Work instruction:
Each line from the one holding "Pin each instance of the plant" to the end of the data below must be output verbatim, with no other lines.

Record extracts:
---*---

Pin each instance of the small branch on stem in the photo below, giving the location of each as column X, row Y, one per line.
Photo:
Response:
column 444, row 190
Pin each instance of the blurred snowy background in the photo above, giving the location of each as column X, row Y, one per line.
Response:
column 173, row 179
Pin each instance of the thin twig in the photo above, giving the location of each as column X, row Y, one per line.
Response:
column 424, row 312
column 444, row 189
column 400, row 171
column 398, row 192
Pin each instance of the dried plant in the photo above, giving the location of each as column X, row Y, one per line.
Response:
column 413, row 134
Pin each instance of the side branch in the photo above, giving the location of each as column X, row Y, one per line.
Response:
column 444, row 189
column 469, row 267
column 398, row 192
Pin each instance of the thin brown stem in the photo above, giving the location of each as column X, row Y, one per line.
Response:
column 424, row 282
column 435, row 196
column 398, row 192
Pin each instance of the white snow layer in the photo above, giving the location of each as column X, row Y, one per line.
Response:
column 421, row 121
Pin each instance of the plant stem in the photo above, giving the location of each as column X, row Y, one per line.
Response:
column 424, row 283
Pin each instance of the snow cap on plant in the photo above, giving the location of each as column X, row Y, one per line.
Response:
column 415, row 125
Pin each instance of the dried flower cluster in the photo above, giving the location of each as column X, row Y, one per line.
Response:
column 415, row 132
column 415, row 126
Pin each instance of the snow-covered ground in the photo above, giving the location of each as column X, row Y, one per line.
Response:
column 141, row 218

---*---

Result of the task:
Pin each instance of the plant stem in the photo above, giving the location of each as column X, row Y, one per line.
Response:
column 424, row 283
Pin each instance of the snow cap on plant in the photo above, giving the location of each as column X, row Y, one per line.
Response:
column 415, row 125
Pin each instance of the dried flower cluster in the photo above, giving the location of each as column X, row Y, one per line.
Response:
column 415, row 132
column 415, row 126
Pin each instance of the snow-covered ground in the photo above, giving the location of each as column X, row Y, one per line.
Response:
column 141, row 218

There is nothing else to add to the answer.